__INSTRUCTION__.
Please update the entries from the line containing "Crop-scouting request: mark the water" through the end of the entries, inclusive, by replacing "field log" with "scouting log" and leaving everything else unchanged. Return only those lines.

__DATA EXCERPTS__.
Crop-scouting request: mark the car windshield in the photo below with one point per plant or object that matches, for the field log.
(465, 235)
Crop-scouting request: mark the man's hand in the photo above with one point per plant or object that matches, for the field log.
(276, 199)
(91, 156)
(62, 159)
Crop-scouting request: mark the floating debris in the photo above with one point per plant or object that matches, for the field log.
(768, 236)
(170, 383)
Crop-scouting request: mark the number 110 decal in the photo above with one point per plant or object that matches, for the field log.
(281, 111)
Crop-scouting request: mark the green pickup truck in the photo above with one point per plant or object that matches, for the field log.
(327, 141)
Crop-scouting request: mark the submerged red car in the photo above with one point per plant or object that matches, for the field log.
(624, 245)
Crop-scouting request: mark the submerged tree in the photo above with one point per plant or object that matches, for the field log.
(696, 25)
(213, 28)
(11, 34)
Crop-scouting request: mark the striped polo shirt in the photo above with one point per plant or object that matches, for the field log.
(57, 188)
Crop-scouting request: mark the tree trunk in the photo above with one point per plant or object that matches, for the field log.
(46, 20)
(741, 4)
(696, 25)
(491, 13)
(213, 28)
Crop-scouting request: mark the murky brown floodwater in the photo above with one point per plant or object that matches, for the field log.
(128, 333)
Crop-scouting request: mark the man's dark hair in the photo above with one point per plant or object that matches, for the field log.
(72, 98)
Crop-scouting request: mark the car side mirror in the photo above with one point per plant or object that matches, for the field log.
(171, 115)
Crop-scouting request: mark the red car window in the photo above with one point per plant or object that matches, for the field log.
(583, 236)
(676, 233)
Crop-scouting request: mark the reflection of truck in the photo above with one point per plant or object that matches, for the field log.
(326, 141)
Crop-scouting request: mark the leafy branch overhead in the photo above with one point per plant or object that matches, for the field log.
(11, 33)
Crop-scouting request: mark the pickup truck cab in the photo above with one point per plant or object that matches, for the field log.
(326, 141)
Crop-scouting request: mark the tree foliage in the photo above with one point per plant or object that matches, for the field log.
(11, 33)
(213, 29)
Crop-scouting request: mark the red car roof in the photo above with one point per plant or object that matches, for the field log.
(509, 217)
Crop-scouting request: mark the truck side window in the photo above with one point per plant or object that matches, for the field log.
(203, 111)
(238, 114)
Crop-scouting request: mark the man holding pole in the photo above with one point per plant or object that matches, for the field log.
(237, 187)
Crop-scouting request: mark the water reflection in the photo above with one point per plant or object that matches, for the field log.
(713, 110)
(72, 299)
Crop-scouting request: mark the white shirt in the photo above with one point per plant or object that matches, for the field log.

__EXPECTED ANSWER__.
Crop-scouting request: mark the water reflection in the photo above with one point per plant or object that matches, for the scouting log.
(713, 110)
(72, 299)
Crop-scouting request: mark the white shirt in the photo above with one point per plant or object that matches, for the scouting log.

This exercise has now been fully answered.